> **What this task involves**: Copy out each of the following lines word for word.

> **Given information**:

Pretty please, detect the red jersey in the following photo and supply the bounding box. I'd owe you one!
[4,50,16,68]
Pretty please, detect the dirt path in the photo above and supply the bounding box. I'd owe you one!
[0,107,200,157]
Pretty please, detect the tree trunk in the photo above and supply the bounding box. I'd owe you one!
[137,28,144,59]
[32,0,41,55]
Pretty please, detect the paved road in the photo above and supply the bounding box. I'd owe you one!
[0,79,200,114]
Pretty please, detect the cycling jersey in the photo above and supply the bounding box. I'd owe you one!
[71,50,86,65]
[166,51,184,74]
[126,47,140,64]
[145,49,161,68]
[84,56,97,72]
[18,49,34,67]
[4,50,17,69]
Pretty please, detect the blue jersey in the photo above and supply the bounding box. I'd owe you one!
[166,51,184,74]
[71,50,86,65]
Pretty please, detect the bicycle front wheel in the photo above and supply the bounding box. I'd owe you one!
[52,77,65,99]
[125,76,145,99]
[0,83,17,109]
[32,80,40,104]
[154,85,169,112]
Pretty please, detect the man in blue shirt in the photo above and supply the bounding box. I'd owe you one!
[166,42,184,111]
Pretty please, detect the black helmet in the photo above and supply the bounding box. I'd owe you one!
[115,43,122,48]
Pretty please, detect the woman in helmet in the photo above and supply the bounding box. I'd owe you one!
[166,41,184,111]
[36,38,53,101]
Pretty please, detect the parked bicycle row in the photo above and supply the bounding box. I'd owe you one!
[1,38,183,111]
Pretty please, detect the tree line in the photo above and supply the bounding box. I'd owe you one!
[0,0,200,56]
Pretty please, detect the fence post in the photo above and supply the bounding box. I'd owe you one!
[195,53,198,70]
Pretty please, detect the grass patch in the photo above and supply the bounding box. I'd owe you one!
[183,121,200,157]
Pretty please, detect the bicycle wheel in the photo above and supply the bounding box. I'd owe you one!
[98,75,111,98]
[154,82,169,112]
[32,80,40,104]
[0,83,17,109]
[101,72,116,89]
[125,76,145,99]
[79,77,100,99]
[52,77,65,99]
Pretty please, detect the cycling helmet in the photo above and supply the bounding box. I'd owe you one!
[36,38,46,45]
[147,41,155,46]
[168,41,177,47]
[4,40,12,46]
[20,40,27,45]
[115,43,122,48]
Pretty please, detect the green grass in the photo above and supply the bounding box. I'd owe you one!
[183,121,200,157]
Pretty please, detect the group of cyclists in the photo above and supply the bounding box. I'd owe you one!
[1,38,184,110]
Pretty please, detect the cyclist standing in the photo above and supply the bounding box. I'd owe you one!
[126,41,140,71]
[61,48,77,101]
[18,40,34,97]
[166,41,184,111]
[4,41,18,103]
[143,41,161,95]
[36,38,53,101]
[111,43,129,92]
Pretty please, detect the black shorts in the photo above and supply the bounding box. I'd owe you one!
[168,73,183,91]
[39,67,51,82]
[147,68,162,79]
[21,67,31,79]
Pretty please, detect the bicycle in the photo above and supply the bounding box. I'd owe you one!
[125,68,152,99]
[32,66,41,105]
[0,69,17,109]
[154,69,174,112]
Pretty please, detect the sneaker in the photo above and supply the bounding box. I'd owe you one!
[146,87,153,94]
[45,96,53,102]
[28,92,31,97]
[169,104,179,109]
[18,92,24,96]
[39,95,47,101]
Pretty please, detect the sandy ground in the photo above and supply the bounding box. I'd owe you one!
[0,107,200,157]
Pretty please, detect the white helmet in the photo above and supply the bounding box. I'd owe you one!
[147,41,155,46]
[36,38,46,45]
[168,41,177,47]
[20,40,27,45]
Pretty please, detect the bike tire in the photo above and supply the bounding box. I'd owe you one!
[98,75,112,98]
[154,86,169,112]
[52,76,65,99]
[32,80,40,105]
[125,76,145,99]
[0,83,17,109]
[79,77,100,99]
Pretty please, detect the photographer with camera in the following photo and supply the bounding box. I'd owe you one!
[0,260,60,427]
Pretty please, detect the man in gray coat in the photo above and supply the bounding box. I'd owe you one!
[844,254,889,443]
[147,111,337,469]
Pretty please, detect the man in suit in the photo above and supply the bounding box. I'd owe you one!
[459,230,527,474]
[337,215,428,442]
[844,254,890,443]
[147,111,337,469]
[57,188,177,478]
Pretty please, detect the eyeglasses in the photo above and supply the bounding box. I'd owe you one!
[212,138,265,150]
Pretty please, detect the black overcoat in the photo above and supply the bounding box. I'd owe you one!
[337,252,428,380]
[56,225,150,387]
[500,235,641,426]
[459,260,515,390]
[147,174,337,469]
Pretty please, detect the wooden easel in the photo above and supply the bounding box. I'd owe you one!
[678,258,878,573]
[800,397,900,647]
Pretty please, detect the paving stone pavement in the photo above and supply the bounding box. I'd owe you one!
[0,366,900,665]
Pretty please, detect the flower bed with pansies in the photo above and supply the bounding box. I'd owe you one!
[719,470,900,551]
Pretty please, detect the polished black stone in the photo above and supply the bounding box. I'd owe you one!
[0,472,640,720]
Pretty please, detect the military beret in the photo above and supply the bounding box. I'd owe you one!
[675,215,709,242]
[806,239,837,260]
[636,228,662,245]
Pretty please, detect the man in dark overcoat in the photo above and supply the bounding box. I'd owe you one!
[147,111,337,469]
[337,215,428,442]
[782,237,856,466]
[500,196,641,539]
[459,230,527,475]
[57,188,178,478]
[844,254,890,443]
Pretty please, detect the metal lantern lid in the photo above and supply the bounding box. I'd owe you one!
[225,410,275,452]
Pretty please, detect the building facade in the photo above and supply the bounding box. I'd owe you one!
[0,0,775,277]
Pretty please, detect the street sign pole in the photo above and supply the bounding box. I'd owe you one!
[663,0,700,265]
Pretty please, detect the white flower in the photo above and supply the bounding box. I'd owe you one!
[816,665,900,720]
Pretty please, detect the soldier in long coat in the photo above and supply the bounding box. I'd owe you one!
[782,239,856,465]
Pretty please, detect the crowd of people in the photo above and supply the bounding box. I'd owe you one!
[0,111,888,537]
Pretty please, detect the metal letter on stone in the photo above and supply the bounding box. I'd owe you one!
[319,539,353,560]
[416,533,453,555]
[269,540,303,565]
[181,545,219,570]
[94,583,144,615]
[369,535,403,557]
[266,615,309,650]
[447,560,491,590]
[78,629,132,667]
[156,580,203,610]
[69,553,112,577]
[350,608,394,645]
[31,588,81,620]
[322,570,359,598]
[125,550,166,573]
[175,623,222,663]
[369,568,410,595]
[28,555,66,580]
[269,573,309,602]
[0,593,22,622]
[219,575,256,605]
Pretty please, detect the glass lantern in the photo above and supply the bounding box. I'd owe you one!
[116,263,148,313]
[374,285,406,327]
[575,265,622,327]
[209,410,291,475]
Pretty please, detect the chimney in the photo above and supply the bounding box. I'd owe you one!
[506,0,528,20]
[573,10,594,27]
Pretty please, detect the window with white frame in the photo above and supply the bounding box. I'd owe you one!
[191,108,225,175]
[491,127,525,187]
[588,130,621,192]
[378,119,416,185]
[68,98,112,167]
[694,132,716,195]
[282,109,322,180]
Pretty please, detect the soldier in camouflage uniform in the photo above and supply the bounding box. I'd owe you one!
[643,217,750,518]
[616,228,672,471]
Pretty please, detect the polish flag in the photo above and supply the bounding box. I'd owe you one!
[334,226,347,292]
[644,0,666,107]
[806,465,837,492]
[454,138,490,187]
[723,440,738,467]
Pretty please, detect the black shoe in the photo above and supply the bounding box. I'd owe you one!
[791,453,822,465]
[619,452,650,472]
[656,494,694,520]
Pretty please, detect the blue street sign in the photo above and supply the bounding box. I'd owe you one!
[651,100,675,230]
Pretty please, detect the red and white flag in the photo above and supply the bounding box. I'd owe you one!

> **Solution to the exercise**:
Pretty please, detect the red jersey in the following photo and supply the bounding box. I'd owe you one!
[4,50,16,68]
Pretty please, detect the dirt path in the photo above and supply the bounding box. I'd owe you one!
[0,107,200,157]
Pretty please, detect the tree trunk in the photo above and supply the bounding box. I'd owe you one!
[137,28,144,59]
[32,0,41,55]
Pretty please, detect the paved road in the photo above and supply the bounding box. I'd owe you one!
[0,79,200,114]
Pretty please, detect the cycling jersey in the photo above and supply the bounding box. I'd owe you one!
[71,50,86,65]
[166,51,184,74]
[126,47,140,64]
[145,49,161,68]
[84,56,97,72]
[18,49,34,67]
[4,50,17,69]
Pretty please, detect the blue jersey in the photo above and supply the bounding box. I'd owe you one!
[166,51,184,74]
[71,50,86,65]
Pretty please, detect the bicycle front wheel in the photo above and supply the bounding box. I'd owe you one!
[52,77,65,99]
[125,76,145,99]
[0,83,17,109]
[32,80,40,104]
[154,85,169,112]
Pretty please, detect the man in blue shirt in the photo above and supply the bounding box. I'd owe you one!
[166,42,184,111]
Pretty please, detect the black helmet in the photo above and supply the bounding box. I'd owe you one!
[115,43,122,48]
Pretty please, detect the woman in helmet in the photo above and supply the bounding box. I'd owe you one!
[166,41,184,111]
[36,38,53,101]
Pretty please, detect the parked bicycle row in the photo above and supply the bounding box. I'd owe you one!
[1,38,183,111]
Pretty please, detect the tree line in the photo above and supply the bounding box. I'd owe you one!
[0,0,200,56]
Pretty please, detect the fence post in the photo above and supply the bounding box. I'd owe you one!
[195,53,198,70]
Pretty please, detect the grass patch in the photo above and supply the bounding box. I'd owe you one!
[183,121,200,157]
Pretty please, detect the bicycle wheel in the photo above and supply the bounding box. I'd owe you one!
[98,75,111,98]
[154,82,169,112]
[32,80,40,104]
[0,83,17,109]
[101,72,116,89]
[125,76,145,99]
[79,77,100,99]
[52,77,65,99]
Pretty please, detect the cycling helmet in the photo above and supply the bounding box. I'd owe you one!
[36,38,46,45]
[147,41,155,46]
[168,41,177,47]
[4,40,12,46]
[20,40,27,45]
[115,43,122,48]
Pretty please, detect the green grass in the photo above and supply the bounding box. I'd owe you one!
[183,121,200,157]
Pretty please, detect the group of cyclists in the photo above and supply the bounding box. I'd owe you one!
[1,38,184,110]
Pretty please, detect the cyclist standing in the photo above and supply the bounding box. I'd owe you one!
[126,41,140,71]
[61,48,77,101]
[18,40,34,97]
[166,41,184,111]
[4,41,18,103]
[143,41,161,95]
[36,38,53,101]
[111,43,129,92]
Pretty please, detect the black shorts in the photo above and supply the bounding box. I'd owe you one!
[168,73,183,91]
[39,67,51,82]
[147,68,162,79]
[21,67,31,79]
Pretty please, detect the bicycle in the photo above and supply the bounding box. I'd owe you one!
[125,68,152,99]
[32,66,41,105]
[0,69,17,109]
[154,69,174,112]
Pretty please, detect the sneaker in the photo above and supply the bounding box. I'd owe you one!
[146,87,153,94]
[45,96,53,102]
[28,92,31,97]
[169,104,179,109]
[18,92,24,96]
[39,95,47,101]
Pretty please, detect the sandy ground in the photo above and supply the bounding box. I'd owe you one!
[0,107,200,157]
Pretty please, detect the white helmet in the photo above and supply the bounding box. I'd owe you one!
[147,41,155,46]
[36,38,46,45]
[168,41,177,47]
[20,40,27,45]
Pretty please, detect the bike tire in the photo above and supply the bounding box. I'd owe you one!
[98,75,112,98]
[154,86,169,112]
[52,76,65,99]
[32,80,40,105]
[125,76,145,99]
[0,83,17,109]
[79,77,100,99]
Pretty please, detect the photographer with camera in the following photo and supply the bounding box. I'd owe you one!
[0,260,60,427]
Pretty please, detect the man in gray coat in the photo above and supply the bounding box. I'd owe you one!
[844,254,889,443]
[147,111,337,469]
Pretty please, detect the man in suit in the photo above and supply the bounding box. I'd owe you one!
[459,230,527,474]
[337,215,428,442]
[844,254,890,443]
[147,111,337,469]
[57,188,177,478]
Pretty please, detect the eyeglasses in the photo above and supply the bounding box. I'd owe you one!
[212,138,265,150]
Pretty please, detect the black overcoat in the photo above and supply the bounding box. I'd owe you one!
[337,252,428,380]
[56,225,150,387]
[500,235,641,426]
[459,260,515,390]
[147,174,337,469]
Pretty please, detect the wooden easel in the photo above and supply the bounding box. I'd owe you one!
[678,258,878,573]
[800,397,900,647]
Pretty please, detect the paving stone pavement in the photo above and supply the bounding box. I'd owe you one!
[0,366,900,665]
Pretty please, detect the flower bed with pansies in the photo above and supply the bounding box. I'd owe you one!
[719,470,900,551]
Pretty please, detect the polished black stone in the photo above and supply the bounding box. I'd owe you one!
[0,472,640,720]
Pretty please, detect the military beret in the photo above and supply the bounding box. I'd owe you one!
[675,215,709,242]
[806,239,837,260]
[636,228,662,245]
Pretty please, detect the man in dark overcoat in the photo above and supply the bounding box. I'd owe you one!
[147,111,337,469]
[337,215,428,442]
[782,237,856,466]
[500,196,641,539]
[459,230,527,475]
[57,188,178,478]
[844,254,890,443]
Pretty please, detect the metal lantern lid in the photo above and supply the bounding box. I'd owe you one!
[225,410,275,452]
Pretty please, detect the building facade in the photo above and supply the bounding box. I'd owe you one!
[0,0,775,277]
Pretty please, detect the street sign pole in the photo above and supply the bounding box. I'd owe you one!
[663,0,700,265]
Pretty please, detect the white flower in the photo above and supply the bounding box. I'd owe you one!
[816,665,900,720]
Pretty please, detect the soldier in long coat in the photo above and supply the bounding box. I'd owe you one!
[782,239,856,465]
Pretty please, detect the crowd of people in the photo above and supply the bounding box. I'd owe you one!
[0,111,888,537]
Pretty please, detect the metal letter on stone in the photo above and supply the bounding box. I'd owe you one!
[319,539,353,560]
[416,533,453,555]
[269,540,303,565]
[181,545,219,570]
[94,583,144,615]
[369,535,403,557]
[266,615,309,650]
[447,560,491,590]
[78,629,132,667]
[156,580,203,610]
[69,553,112,577]
[350,608,394,645]
[31,588,81,620]
[322,570,359,598]
[125,550,166,573]
[175,623,222,663]
[369,568,410,595]
[28,555,66,580]
[269,573,309,602]
[0,593,22,622]
[219,575,256,605]
Pretty please, detect the glass lantern in the photo above and supply the bounding box. I'd owe you one!
[116,263,148,313]
[374,285,406,327]
[575,265,622,327]
[209,410,291,475]
Pretty please, detect the chimney in the photo above and supply the bounding box. I'd owe you one!
[506,0,528,20]
[573,10,594,27]
Pretty please, detect the window with white frame in the photo above and supply the bounding box. I'd owe you one!
[191,108,225,175]
[491,127,525,187]
[588,130,621,192]
[378,119,416,185]
[68,98,112,167]
[694,132,716,195]
[282,109,322,180]
Pretty please, detect the soldier in camouflage uniform in the photo above and supply the bounding box. I'd owe you one!
[643,217,750,518]
[616,228,672,471]
Pretty please, detect the polish flag in the photo above and supply the bounding box. I'd owe you one!
[334,226,347,292]
[644,0,666,107]
[806,465,837,492]
[454,138,490,187]
[723,440,738,467]
Pretty please, detect the black shoe in the photo above and supply the bounding box. I'd owe you one!
[791,453,822,465]
[619,452,650,472]
[656,494,694,520]
Pretty please, detect the blue street sign in the photo above and supply the bounding box. I'd owe you one!
[651,100,675,230]
Pretty please, detect the red and white flag in the photo above and supply the bounding box. I'd owe you one!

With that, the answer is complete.